- **Reading text**:
++++++++++++++++++++
I came home and was in bed by 11pm, but as my troubled being would have it, I woke up at around 3am, and could never fall back asleep.  It really sucks when you can't turn your mind off and the same crap just keeps playing over and over again in a loop in your brain.

Off Road
Saturday day, my friend took me out off-roading for the day.  He has an FJ Crusier and belongs to a FJ club and we went on a 40+ mile off road adventure.  It was fun, but I warned him...my mind is divided.  I maybe sitting in the co-pilot seat with him, bouncing up and down on teh trail, but my mind kept drifting back to my marriage.  Had dinner at my parents house that night, came home, watched TV and hit the bed by 9:30.  Yes, 9:30 on a Saturday, but I needed it.


Aftermath of trip

Sunday was filled with church (where I cried yet again), and afterwards I came home to pack three more boxes of my wifes clothing.  I figure I have at least 2 more to do tonight before I call my MIL up to have her pick it all up sometime this week.  I cleaned house, did some grocery shopping, and dusted my whole downstairs.  Then I realized that my 4.5 year old PC at home....the graphics card died.  I could replace the graphics card for around $200, or buy a new PC (this years model) for about $700.  Despite my personal situation, I am leaning to a new PC right now because even if I just replace the graphics card, it's starting to show it's age and is slowing down a bit.  I think my hard drive has just about had it as well, and I need to learn Win 7 anyway for work purproses.  At least I checked my Best Buy credit status and I can buy a new PC and pay it off with no interest over the course of 18 months.  A little math suggests I have a payment of $42 a month, so I just might.
++++++++++++++++++++
- **Given information**:
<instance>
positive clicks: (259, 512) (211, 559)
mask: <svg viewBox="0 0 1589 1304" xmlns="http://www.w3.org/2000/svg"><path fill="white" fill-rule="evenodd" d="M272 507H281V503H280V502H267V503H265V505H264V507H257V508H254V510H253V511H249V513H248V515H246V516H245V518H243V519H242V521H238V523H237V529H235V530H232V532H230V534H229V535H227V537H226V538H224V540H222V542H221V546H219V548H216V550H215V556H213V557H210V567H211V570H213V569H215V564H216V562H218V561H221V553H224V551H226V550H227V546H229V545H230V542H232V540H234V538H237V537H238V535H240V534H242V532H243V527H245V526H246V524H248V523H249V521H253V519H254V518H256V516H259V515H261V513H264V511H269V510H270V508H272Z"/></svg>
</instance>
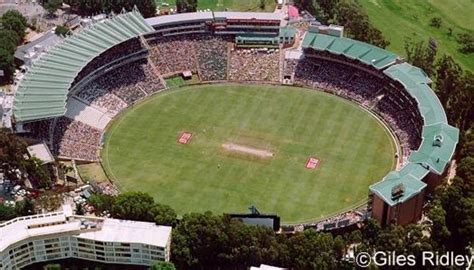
++++++++++++++++++++
- **Tasks for this exercise**:
[a] Reproduce the blog entry from "I came home and" down to "in your brain.", copying every word unchanged.
[b] List every dollar amount mentioned in the blog entry.

- **Answers**:
[a]
I came home and was in bed by 11pm, but as my troubled being would have it, I woke up at around 3am, and could never fall back asleep.  It really sucks when you can't turn your mind off and the same crap just keeps playing over and over again in a loop in your brain.

[b]
$200
$700
$42